● **Exercise requirements**
Find each line below that contains the word "gray" and copy it out in full. Case counts, so a line matches only if the letters have the same capitalization.

········

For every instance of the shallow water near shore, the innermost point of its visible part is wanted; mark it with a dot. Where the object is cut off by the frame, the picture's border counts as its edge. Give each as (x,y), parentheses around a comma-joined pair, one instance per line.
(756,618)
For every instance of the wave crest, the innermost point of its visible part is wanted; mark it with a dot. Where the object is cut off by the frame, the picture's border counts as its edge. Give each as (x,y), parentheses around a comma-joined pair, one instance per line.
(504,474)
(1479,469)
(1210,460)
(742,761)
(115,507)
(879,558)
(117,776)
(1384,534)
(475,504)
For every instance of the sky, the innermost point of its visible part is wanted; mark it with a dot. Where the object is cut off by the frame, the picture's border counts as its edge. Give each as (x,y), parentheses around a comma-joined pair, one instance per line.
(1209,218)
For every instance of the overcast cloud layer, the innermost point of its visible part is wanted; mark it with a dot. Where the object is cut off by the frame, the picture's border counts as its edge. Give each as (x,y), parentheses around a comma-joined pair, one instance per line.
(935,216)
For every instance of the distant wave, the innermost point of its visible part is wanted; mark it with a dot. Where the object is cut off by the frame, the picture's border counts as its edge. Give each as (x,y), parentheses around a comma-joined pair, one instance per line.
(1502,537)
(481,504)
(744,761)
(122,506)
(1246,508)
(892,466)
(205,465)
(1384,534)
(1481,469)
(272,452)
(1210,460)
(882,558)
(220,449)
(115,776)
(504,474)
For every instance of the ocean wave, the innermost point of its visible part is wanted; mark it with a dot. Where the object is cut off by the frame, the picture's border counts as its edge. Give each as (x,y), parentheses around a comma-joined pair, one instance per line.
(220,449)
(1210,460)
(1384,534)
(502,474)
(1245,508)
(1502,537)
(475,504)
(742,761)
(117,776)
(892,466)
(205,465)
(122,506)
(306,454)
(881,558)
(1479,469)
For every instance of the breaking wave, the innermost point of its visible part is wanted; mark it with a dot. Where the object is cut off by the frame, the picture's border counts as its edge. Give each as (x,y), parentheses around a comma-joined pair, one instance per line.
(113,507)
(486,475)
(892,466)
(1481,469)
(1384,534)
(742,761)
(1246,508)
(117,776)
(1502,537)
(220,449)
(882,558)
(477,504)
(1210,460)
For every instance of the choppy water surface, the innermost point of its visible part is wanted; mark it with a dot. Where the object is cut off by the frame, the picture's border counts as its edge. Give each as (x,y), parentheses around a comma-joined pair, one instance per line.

········

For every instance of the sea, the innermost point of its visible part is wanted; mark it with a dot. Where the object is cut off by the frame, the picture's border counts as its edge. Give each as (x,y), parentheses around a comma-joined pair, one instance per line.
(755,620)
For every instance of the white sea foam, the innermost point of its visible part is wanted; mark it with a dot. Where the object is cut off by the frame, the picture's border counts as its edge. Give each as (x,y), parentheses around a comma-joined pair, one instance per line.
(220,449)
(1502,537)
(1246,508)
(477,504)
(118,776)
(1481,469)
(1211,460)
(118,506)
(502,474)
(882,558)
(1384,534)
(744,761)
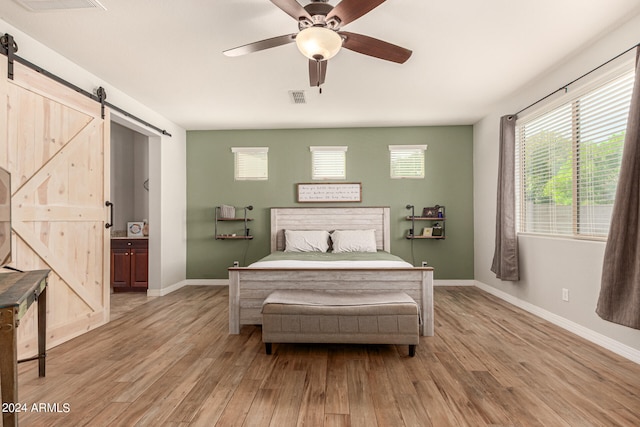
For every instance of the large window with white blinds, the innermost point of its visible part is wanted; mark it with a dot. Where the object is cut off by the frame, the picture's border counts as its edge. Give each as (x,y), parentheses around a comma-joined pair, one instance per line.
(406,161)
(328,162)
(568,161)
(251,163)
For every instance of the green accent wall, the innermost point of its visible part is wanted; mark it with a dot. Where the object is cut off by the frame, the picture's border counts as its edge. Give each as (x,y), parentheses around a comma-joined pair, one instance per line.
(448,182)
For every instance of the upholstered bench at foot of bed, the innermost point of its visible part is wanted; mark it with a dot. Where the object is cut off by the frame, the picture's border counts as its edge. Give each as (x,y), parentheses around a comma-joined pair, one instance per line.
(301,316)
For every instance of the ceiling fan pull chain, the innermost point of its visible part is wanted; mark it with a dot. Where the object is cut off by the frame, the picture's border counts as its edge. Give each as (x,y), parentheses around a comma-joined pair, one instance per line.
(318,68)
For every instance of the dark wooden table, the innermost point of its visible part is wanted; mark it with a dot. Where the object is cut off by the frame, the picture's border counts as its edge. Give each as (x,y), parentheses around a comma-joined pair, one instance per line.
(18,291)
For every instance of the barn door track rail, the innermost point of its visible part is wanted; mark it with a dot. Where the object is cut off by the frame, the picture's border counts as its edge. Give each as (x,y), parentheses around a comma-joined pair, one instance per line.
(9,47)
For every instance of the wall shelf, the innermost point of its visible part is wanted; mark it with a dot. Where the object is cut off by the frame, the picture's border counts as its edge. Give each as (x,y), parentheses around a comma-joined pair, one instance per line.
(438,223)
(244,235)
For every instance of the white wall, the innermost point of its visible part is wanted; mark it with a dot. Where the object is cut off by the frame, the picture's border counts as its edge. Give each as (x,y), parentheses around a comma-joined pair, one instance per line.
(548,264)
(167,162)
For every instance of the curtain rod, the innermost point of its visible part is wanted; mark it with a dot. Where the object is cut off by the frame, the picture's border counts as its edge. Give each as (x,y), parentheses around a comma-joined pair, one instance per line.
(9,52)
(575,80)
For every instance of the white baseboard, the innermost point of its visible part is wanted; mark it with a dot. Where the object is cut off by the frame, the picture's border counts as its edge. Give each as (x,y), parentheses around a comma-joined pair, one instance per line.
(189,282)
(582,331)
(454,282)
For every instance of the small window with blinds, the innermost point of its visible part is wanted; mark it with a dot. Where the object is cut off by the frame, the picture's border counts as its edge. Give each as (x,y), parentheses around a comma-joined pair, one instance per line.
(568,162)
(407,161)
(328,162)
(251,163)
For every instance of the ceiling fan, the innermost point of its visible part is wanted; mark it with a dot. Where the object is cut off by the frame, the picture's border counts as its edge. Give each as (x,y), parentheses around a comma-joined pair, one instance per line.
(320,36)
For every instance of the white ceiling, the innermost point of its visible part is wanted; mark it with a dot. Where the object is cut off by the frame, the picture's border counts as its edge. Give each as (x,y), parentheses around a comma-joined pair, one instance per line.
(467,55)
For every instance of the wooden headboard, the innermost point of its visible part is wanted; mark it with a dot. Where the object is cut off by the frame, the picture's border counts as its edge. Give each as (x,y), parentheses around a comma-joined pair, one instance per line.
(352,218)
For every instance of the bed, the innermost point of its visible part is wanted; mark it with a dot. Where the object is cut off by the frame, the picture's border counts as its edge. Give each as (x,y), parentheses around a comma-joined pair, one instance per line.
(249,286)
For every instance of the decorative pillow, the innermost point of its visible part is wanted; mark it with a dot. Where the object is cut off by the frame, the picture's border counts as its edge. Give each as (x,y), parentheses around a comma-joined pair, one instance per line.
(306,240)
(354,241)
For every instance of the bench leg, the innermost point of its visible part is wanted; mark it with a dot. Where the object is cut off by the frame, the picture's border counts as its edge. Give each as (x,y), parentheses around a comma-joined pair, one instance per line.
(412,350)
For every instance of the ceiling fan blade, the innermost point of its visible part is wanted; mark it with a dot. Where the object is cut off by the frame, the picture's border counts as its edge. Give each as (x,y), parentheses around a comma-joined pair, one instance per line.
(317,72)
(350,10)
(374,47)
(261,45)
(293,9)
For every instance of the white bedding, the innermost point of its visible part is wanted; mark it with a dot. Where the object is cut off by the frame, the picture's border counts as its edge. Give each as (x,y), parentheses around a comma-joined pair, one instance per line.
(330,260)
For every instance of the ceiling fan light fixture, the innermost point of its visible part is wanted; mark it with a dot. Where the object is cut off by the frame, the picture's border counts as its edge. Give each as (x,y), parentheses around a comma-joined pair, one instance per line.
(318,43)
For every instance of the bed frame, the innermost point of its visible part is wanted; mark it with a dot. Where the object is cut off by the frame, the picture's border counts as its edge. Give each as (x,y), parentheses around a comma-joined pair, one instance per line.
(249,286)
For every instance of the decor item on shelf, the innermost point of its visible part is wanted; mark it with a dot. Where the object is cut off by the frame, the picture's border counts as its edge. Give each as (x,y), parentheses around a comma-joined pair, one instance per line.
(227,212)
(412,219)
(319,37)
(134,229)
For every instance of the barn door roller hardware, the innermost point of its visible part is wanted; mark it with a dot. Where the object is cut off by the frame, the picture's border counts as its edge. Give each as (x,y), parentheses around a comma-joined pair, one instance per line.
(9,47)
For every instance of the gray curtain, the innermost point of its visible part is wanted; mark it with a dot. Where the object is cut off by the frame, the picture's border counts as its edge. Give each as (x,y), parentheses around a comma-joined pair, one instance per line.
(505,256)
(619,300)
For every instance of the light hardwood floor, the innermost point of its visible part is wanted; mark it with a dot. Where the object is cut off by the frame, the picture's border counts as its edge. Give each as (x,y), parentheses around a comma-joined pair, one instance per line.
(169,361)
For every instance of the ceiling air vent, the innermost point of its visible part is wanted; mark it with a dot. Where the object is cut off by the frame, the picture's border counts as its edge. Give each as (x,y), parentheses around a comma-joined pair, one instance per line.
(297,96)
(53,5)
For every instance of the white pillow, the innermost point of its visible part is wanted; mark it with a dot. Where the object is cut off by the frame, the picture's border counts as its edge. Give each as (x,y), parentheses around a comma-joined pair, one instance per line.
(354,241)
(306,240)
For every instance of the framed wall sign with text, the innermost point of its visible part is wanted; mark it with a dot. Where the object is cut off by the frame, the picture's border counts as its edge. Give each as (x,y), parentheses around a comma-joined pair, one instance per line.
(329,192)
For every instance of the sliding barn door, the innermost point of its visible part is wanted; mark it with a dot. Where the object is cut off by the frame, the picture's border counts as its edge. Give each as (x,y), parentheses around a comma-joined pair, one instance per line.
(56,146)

········

● **Solution**
For every instance of the gray curtain, the innermost point of its visible part is wanted; mark it with a dot. Where the object is cut off by the frame, the picture's border counts as its edge. Give each as (x,y), parentheses around a comma-joined pair, one instance per line.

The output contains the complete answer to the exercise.